··· Source document ···

In his written answer on 17 October 2012, the Minister for Welfare Reform at the DWP, Lord Freud, replied:
Department for Work and Pensions post opening is performed as part of a contract for office services that was awarded to Balfour Beatty Workplace (BBW), which went live on 1 March 2007. The contract was let in line with European Union procurement legislation and offers significant cost savings and efficiencies over the previous arrangements.
Under the contract, Balfour Beatty Workplace’s service delivery model uses Royal Mail as a subcontractor to open DWP and ATOS post at Royal Mail opening units and to deliver opened and pre-sorted post to offices.
Both Royal Mail and Balfour Beatty Workplace are bound by confidentiality agreements, including the Official Secrets Act, which include the specification that all mail will be processed in adherence to security requirements specified by DWP security specialists. These security requirements are incorporated within the agreed contract documents that all Royal Mail and Balfour Beatty Workplace employees have signed. Processes are also in place to pursue disciplinary proceedings against any employees from breaching these obligations. Balfour Beatty Workplace, as the lead contractor, audit the Royal Mail to ensure compliance and DWP Security have the right to further audit both Balfour Beatty Workplace and the Royal Mail.

··· Raw data ···

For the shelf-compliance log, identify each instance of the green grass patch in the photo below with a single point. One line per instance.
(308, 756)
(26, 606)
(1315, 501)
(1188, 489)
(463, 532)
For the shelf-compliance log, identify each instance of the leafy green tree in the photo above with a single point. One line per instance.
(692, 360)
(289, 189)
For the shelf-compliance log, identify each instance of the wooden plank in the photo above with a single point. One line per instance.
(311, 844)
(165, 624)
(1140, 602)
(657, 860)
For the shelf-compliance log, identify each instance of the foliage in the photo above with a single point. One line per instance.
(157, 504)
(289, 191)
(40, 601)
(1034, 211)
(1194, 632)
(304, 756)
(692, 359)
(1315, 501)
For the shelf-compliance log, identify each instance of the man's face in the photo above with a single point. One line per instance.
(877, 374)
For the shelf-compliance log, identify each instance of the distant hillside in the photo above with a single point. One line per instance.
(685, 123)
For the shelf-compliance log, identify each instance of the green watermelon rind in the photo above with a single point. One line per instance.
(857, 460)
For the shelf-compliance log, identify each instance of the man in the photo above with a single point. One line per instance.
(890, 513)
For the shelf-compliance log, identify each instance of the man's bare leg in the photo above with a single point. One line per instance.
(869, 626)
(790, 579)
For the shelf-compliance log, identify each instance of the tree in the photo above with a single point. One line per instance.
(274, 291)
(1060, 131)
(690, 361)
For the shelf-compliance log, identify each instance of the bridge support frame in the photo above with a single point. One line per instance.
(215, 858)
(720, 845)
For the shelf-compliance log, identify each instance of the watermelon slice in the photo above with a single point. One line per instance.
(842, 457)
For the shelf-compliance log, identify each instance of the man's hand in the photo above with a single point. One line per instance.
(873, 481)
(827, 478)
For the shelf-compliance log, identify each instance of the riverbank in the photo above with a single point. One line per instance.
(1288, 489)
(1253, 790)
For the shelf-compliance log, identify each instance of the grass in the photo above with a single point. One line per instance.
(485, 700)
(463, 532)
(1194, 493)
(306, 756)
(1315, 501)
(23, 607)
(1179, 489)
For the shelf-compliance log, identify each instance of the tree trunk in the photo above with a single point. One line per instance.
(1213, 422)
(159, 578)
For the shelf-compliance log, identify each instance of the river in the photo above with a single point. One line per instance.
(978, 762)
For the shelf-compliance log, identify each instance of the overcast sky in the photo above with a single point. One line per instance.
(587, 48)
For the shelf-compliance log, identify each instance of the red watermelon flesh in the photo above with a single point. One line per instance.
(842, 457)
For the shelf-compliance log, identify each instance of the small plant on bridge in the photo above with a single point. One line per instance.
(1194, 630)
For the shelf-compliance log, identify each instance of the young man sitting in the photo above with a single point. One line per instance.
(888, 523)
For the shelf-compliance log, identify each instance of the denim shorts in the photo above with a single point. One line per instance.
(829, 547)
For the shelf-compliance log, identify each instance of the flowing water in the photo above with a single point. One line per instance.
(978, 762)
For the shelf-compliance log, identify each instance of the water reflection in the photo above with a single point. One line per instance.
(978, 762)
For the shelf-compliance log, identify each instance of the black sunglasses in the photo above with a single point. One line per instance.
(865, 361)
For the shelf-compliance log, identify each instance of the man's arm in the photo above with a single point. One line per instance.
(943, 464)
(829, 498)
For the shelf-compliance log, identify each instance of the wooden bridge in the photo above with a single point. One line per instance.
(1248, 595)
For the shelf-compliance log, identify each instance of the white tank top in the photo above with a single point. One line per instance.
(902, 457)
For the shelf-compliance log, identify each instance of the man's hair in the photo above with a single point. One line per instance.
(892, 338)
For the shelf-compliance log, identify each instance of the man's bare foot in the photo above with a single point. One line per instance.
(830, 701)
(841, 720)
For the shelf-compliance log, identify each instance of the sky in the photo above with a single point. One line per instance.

···

Written problem |
Copy out the written answer on DWP post opening in full, word for word. The material has no role here.

Result of this task |
In his written answer on 17 October 2012, the Minister for Welfare Reform at the DWP, Lord Freud, replied:
Department for Work and Pensions post opening is performed as part of a contract for office services that was awarded to Balfour Beatty Workplace (BBW), which went live on 1 March 2007. The contract was let in line with European Union procurement legislation and offers significant cost savings and efficiencies over the previous arrangements.
Under the contract, Balfour Beatty Workplace’s service delivery model uses Royal Mail as a subcontractor to open DWP and ATOS post at Royal Mail opening units and to deliver opened and pre-sorted post to offices.
Both Royal Mail and Balfour Beatty Workplace are bound by confidentiality agreements, including the Official Secrets Act, which include the specification that all mail will be processed in adherence to security requirements specified by DWP security specialists. These security requirements are incorporated within the agreed contract documents that all Royal Mail and Balfour Beatty Workplace employees have signed. Processes are also in place to pursue disciplinary proceedings against any employees from breaching these obligations. Balfour Beatty Workplace, as the lead contractor, audit the Royal Mail to ensure compliance and DWP Security have the right to further audit both Balfour Beatty Workplace and the Royal Mail.